## Problem to solve
Rewrite the listing below, replacing "stone pedestal" with "stone plinth" and keeping everything else the same.

## Record list
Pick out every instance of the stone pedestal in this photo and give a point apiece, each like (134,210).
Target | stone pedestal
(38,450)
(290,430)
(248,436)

## Final result
Pick out every instance of the stone plinth in this photo and give a point apiece, each like (134,210).
Target | stone plinth
(38,450)
(290,430)
(248,436)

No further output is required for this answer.